# ACTIONS TO TAKE
- a) Rewrite the passage of the social media article that begins at the words "Front and center" and stops after "via social media.", renaming "conversations" to "discussions".
- b) According to the social media article, what is the number one reason people stop following a business on facebook?
- c) Pick up the social media article after its last sentence and keep writing it.

# SOURCE TEXT
========
Social Media for businesses: 3 things to try, 3 things to avoid
When I held my workshop at the pr 2.0 conference in Munich I realised too late that I had chosen a confusing title. The workshop was supposed to be about creating social media platforms for small to medium sized businesses, how to offer them incentives to join into the discussion, and how to give them tools to stay in the loop about the crowd. But through memetic mutation I soon became "the guy who talks about social media for small businesses" and the room was filled to the last seat. I quickly refreshed the participants on crowd relationship management and skipped the case studies and rest of the workshop to focus on their questions.
Front and center of course was the question "How do I start conversations about my business?" And the answer is simple: you don't. At least not via social media.
If there is one rule I'd like to impart, it is this: You don't want to contribute to the white noise that is sweeping the social network, be it what people had for lunch or press releases disguised as news. It's a waste of your time and money. Worse, every time you post something that nobody cares about, you lose followers you worked so hard to gain. Grey pointed this out in a recent article on their german language blog here , based on a study done by ExactTarget here . The number one reason people stop following you on facebook? Because you post too often (close second: they don't care what you have to say)!
========
Items from a dataset:
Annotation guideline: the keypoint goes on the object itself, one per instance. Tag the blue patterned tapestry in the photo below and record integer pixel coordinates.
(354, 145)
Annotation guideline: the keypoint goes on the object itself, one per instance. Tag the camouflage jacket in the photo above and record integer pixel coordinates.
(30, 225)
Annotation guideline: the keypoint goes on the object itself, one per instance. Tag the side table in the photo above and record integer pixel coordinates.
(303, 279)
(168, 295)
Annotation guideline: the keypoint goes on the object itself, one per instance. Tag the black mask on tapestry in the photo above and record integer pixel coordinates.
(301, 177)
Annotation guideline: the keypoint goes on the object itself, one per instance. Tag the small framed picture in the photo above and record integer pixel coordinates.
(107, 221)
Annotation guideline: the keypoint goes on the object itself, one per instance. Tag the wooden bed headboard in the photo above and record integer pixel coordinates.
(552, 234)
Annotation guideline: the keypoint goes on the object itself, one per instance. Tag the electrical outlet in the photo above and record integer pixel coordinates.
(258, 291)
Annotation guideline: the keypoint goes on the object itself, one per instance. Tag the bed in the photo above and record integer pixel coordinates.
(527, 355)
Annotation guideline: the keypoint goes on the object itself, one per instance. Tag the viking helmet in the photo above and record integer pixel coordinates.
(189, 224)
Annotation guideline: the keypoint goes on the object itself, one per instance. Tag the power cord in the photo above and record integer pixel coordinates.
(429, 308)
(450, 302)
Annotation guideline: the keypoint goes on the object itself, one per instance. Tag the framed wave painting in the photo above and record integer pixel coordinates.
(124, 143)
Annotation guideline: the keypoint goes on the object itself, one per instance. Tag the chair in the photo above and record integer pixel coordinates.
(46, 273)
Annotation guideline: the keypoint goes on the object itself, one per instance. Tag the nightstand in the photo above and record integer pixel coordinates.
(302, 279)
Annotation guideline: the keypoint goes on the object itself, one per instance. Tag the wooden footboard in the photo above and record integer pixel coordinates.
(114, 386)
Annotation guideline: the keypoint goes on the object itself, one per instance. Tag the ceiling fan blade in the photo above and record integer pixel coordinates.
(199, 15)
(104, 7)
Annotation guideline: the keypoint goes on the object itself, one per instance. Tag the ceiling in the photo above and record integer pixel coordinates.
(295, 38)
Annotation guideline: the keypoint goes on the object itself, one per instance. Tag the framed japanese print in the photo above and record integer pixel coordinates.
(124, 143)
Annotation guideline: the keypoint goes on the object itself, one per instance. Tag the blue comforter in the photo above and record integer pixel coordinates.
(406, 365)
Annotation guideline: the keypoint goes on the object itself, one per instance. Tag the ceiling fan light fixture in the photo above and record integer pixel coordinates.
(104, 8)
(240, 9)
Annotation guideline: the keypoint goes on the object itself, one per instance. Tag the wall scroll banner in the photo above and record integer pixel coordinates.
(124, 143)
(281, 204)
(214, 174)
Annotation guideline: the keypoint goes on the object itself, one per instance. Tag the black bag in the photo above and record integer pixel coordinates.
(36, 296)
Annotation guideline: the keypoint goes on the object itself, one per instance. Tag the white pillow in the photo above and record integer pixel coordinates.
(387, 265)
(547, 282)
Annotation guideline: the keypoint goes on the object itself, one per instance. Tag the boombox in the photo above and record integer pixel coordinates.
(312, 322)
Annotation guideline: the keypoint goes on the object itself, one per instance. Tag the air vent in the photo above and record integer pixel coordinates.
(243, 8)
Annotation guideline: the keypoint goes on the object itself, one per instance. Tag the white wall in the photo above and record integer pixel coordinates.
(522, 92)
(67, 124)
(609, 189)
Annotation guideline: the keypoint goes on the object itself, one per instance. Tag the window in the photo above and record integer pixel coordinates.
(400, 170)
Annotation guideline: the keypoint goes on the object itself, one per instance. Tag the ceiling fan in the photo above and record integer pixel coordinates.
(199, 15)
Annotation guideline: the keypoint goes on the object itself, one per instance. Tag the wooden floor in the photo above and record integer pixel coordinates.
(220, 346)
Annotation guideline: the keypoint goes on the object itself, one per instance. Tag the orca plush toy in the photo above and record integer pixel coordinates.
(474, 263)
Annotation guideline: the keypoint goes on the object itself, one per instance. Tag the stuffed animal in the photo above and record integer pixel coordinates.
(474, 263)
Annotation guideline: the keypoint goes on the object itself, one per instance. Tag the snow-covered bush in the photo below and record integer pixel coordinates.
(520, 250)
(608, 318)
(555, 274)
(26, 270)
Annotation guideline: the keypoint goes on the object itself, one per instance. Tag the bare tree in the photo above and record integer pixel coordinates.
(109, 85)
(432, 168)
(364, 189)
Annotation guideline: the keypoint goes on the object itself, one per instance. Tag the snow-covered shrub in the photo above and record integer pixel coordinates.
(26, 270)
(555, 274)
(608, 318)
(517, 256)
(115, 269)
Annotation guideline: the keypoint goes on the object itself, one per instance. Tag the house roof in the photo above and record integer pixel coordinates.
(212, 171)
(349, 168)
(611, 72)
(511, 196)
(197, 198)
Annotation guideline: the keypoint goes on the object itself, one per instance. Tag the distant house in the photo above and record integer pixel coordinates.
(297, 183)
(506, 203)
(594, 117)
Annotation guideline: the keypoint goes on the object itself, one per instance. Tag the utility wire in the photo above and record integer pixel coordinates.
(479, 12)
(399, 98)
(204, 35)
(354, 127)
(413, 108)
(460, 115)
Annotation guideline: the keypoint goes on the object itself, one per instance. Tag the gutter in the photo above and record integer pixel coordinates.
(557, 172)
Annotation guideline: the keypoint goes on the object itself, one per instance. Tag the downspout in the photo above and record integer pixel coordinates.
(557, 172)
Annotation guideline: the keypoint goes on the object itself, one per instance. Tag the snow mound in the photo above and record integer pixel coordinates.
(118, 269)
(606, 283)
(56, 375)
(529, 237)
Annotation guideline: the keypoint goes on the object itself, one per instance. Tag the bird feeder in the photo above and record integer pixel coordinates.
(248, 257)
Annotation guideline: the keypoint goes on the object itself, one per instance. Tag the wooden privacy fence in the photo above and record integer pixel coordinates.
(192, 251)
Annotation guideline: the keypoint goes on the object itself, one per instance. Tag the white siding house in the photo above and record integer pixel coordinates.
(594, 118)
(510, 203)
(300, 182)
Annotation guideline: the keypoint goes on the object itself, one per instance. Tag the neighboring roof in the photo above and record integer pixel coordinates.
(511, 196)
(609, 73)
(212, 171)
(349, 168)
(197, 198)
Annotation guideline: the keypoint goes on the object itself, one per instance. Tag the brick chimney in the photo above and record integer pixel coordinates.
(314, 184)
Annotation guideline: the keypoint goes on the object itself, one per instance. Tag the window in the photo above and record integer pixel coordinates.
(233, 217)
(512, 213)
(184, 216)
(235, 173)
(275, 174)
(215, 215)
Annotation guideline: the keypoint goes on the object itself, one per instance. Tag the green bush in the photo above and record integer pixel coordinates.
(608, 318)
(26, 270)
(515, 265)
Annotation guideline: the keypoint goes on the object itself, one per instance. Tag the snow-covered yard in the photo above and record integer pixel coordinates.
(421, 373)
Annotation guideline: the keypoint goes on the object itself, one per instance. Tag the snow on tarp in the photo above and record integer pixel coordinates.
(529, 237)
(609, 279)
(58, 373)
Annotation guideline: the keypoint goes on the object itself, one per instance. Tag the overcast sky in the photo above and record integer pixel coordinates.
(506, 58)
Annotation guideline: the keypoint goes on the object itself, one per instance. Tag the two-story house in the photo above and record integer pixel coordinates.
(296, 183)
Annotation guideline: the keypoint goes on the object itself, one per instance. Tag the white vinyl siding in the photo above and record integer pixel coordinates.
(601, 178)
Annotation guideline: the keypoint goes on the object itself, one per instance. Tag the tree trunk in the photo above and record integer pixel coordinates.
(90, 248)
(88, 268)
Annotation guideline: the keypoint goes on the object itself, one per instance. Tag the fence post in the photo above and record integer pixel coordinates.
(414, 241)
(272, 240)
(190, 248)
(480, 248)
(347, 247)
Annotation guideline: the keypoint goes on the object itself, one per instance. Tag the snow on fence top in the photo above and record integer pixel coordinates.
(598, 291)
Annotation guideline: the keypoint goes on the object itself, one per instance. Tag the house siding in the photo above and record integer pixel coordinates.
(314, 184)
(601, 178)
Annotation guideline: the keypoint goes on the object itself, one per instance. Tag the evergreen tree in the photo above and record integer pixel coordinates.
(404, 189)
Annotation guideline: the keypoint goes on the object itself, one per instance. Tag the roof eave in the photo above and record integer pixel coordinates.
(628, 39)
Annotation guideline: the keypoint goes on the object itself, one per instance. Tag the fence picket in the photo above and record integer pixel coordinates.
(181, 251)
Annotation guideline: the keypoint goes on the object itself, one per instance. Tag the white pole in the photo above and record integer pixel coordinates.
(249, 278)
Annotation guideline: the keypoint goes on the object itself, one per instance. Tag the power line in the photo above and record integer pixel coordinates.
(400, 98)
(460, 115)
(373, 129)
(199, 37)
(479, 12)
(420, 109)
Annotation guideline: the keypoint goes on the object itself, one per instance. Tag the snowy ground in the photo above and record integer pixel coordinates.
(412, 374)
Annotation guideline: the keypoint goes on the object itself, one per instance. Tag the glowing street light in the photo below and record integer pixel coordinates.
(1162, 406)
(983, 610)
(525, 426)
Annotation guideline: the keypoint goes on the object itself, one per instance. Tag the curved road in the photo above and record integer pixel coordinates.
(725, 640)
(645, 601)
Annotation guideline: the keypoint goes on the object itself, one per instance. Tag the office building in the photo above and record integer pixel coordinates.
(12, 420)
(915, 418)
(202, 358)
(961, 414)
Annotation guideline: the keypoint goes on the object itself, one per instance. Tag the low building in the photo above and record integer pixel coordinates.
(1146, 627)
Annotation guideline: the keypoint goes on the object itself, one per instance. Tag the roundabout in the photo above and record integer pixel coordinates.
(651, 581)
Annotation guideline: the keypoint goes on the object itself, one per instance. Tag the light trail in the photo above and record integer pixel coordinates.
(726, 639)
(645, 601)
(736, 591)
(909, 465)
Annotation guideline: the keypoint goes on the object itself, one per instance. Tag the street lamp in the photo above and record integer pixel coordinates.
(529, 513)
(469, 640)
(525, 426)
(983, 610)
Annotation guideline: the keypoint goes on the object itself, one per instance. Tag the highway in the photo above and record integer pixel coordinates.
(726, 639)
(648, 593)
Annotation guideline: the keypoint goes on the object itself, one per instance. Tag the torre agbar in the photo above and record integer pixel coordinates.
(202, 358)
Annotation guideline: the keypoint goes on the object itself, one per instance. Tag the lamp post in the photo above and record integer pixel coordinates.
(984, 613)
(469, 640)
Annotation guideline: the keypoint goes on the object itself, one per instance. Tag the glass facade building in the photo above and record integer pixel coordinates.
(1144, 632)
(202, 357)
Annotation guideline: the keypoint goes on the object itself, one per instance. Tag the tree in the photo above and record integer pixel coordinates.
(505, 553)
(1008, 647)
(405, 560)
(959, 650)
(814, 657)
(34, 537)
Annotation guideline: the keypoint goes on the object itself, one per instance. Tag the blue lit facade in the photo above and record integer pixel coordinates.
========
# TASK-BY-TASK ANSWERS
- a)
Front and center of course was the question "How do I start discussions about my business?" And the answer is simple: you don't. At least not via social media.

- b) The business posts too often.

- c)
What you do want to do is contribute in a meaningful way, and this can be achieved by selling a remarkable and useful service or product. Yes, the rules haven't changed in that regard. People must want your product; that is where the conversation has to start. Or they actively dislike it and you improve it. Either way, they have to take note of you through your product. No medium is as good at ignoring you as Social Media are, even if your product is great but you choose to lie about it.
What if you're too small to be talked about at all? What if people don't take note of your product or service?
Try these strategies:
1. Face-to-face
Find potential fans, introduce them to your service or product, send them a freebie. Preferable targets are people who talk a lot on blogs and social media and who have considerable reach. Just give them your product, don't be stingy, and don't set any kind of rules. Ask them for their honest feedback, and tell them you'd not only don't want to censor them, you actually encourage talking about product. Use the feedback to improve your product. Start locally, on a person-to-person level.
2. On your website
Always start by offering something for free - free cookies, free advice, free information. You need to have enough so you can give something away for free though. If you don't, get more. You are not ready to face the market if you run out of free advice halfway through.
3. Build trust.
If you're trying to convince somebody in real life of your services, do you wander around downtown and talk to strangers in order to promote your business? Would you hire somebody (lawyer, IT guy, designer etc.) off the street? No, you build trust, usually by listening for people around you who could use your service and by offering it to them. Don't rush into anything. Make small promises and keep them.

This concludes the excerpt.